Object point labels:
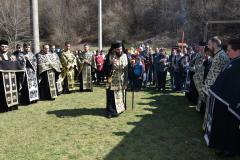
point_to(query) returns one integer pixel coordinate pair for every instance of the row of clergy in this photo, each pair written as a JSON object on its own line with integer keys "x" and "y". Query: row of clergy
{"x": 26, "y": 77}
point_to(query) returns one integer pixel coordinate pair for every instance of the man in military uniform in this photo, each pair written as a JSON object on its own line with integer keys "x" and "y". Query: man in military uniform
{"x": 219, "y": 60}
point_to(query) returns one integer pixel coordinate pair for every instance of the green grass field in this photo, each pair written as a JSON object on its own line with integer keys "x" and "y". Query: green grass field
{"x": 73, "y": 127}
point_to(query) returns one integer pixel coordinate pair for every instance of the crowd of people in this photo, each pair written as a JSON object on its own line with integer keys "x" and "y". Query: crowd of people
{"x": 208, "y": 74}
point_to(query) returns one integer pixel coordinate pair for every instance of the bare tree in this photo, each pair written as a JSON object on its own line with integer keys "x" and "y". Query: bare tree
{"x": 14, "y": 21}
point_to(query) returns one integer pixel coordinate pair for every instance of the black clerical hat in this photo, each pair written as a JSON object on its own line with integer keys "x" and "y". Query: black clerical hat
{"x": 3, "y": 42}
{"x": 202, "y": 43}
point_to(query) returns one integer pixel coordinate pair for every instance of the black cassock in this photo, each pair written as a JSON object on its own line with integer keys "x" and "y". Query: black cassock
{"x": 223, "y": 119}
{"x": 9, "y": 84}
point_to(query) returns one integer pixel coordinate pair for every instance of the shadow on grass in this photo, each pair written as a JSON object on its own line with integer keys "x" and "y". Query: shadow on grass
{"x": 171, "y": 130}
{"x": 78, "y": 112}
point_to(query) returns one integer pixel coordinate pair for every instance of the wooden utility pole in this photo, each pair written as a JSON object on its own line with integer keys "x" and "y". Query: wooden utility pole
{"x": 35, "y": 25}
{"x": 100, "y": 24}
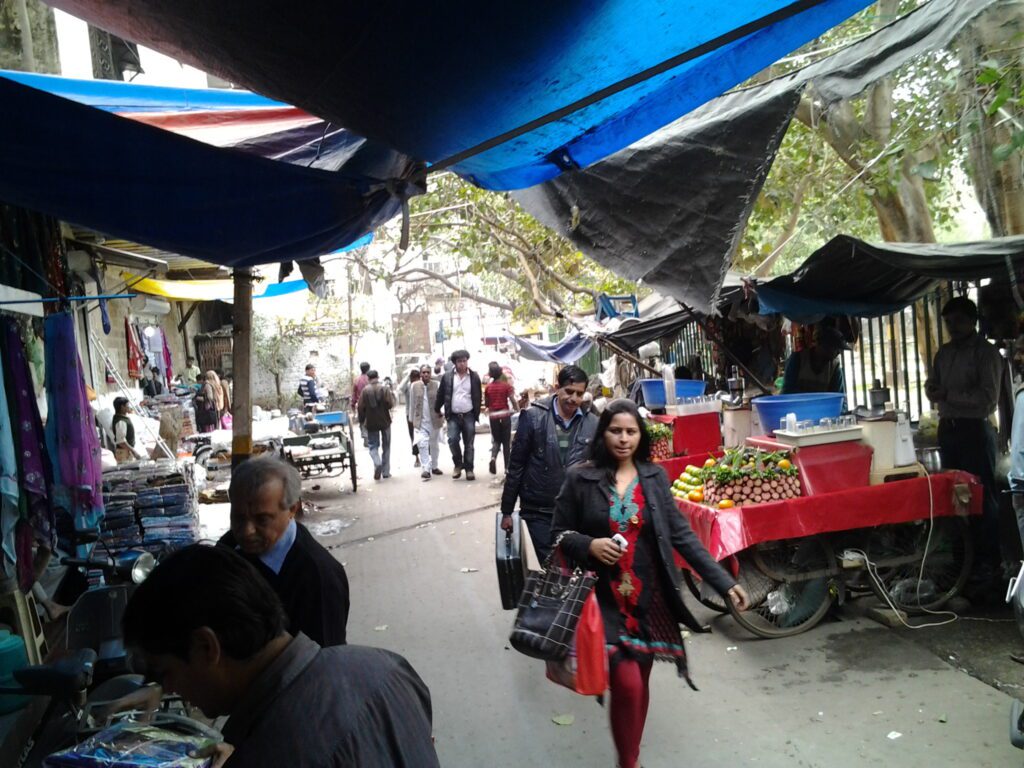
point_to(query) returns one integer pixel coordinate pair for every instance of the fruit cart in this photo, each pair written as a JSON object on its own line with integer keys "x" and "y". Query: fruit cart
{"x": 803, "y": 530}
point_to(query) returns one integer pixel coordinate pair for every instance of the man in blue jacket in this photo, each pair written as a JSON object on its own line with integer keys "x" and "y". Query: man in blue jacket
{"x": 553, "y": 433}
{"x": 459, "y": 395}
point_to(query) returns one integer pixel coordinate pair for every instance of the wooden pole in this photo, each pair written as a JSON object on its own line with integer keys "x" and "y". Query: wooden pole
{"x": 242, "y": 427}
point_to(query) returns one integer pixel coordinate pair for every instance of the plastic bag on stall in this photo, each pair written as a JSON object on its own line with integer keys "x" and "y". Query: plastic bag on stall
{"x": 130, "y": 744}
{"x": 585, "y": 670}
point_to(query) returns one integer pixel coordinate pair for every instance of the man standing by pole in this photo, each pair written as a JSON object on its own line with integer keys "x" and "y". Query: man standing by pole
{"x": 375, "y": 407}
{"x": 460, "y": 395}
{"x": 357, "y": 386}
{"x": 965, "y": 385}
{"x": 553, "y": 434}
{"x": 427, "y": 422}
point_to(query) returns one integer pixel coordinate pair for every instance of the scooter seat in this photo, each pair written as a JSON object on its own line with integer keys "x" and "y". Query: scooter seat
{"x": 60, "y": 679}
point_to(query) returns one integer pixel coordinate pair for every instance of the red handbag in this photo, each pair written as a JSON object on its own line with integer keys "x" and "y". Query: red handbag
{"x": 585, "y": 670}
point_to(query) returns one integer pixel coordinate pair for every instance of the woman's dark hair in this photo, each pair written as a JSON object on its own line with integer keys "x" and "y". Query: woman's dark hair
{"x": 599, "y": 453}
{"x": 203, "y": 586}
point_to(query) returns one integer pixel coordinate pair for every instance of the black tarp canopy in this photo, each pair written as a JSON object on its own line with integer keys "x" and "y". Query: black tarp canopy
{"x": 670, "y": 209}
{"x": 850, "y": 276}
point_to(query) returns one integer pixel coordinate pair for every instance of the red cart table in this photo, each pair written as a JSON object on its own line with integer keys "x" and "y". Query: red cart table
{"x": 911, "y": 534}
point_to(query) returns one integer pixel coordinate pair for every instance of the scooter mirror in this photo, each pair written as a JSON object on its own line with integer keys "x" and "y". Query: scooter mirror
{"x": 142, "y": 566}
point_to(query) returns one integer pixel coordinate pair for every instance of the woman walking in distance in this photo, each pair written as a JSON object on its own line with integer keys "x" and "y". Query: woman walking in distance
{"x": 620, "y": 493}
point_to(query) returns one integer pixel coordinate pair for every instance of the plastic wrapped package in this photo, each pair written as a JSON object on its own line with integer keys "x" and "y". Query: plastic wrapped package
{"x": 130, "y": 744}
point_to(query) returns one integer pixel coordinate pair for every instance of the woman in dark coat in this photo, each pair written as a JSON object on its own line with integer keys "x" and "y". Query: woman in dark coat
{"x": 620, "y": 492}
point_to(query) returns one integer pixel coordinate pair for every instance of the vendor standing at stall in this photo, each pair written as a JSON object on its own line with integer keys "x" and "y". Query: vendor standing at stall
{"x": 124, "y": 432}
{"x": 817, "y": 368}
{"x": 965, "y": 386}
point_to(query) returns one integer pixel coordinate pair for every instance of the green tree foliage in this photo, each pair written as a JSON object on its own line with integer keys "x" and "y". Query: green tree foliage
{"x": 42, "y": 35}
{"x": 482, "y": 246}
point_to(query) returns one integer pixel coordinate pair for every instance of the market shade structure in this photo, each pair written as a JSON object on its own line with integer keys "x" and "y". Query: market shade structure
{"x": 568, "y": 350}
{"x": 436, "y": 81}
{"x": 879, "y": 280}
{"x": 670, "y": 209}
{"x": 148, "y": 185}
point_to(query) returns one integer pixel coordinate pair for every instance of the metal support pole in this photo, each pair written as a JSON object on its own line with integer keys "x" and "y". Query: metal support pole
{"x": 351, "y": 341}
{"x": 242, "y": 426}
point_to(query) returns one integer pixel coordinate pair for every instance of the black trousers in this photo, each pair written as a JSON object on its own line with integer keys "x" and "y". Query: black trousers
{"x": 969, "y": 444}
{"x": 539, "y": 524}
{"x": 501, "y": 438}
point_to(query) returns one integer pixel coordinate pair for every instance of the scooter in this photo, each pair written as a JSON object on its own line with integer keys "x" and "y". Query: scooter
{"x": 96, "y": 672}
{"x": 1015, "y": 596}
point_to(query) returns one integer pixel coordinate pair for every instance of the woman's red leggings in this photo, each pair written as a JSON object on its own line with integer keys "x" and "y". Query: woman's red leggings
{"x": 629, "y": 681}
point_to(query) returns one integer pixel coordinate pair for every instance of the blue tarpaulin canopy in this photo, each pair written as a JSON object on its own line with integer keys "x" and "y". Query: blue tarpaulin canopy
{"x": 139, "y": 182}
{"x": 566, "y": 351}
{"x": 508, "y": 97}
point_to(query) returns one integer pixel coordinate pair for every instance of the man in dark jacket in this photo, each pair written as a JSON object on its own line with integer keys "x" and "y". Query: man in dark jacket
{"x": 460, "y": 394}
{"x": 553, "y": 434}
{"x": 311, "y": 584}
{"x": 375, "y": 407}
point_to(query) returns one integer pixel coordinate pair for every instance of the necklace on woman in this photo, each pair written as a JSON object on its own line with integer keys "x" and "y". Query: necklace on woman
{"x": 624, "y": 510}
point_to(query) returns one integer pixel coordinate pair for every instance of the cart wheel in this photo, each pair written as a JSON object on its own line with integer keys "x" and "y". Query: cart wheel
{"x": 704, "y": 593}
{"x": 897, "y": 552}
{"x": 792, "y": 585}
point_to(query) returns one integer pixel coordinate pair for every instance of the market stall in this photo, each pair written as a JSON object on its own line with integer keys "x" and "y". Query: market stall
{"x": 801, "y": 527}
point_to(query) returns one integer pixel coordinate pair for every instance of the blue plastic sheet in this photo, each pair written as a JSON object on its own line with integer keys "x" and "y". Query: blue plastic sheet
{"x": 568, "y": 350}
{"x": 142, "y": 183}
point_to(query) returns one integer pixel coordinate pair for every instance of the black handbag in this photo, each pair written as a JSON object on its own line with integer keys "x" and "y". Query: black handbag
{"x": 510, "y": 561}
{"x": 549, "y": 609}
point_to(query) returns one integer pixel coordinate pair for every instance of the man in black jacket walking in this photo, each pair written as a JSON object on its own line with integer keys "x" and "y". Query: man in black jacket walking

WORK INSTRUCTIONS: Exactly repeat the lines from the line that contains "Query: market stall" to the end of the entries, both included, and leave out all other lines.

SOLUTION TO THE EXERCISE:
point_to(query) returns one integer pixel coordinate pair for every instance of the market stall in this photo, each pair written as a JSON object on its own line with integer keys "x" and "y". Query: market stall
{"x": 801, "y": 527}
point_to(query) returns one integer pixel coordinate pair for every instance of the blue plastic sheet in this photo, each pair written as a JSON object on its own line with integer keys "x" and "y". Query: blue plastic sheet
{"x": 568, "y": 350}
{"x": 142, "y": 183}
point_to(query) returns one integer pixel coordinate pair for every instance of the black handbag in this photo, each pair written as a JSON object on its own line with integer keys "x" and "y". Query: black handbag
{"x": 510, "y": 561}
{"x": 549, "y": 609}
point_to(query) returns one integer pixel coordinate pair for every instance of the man in black jacket walking in this photo, each pair written as a JSON object on its own line with integer keys "x" and "y". Query: man in black jacket walking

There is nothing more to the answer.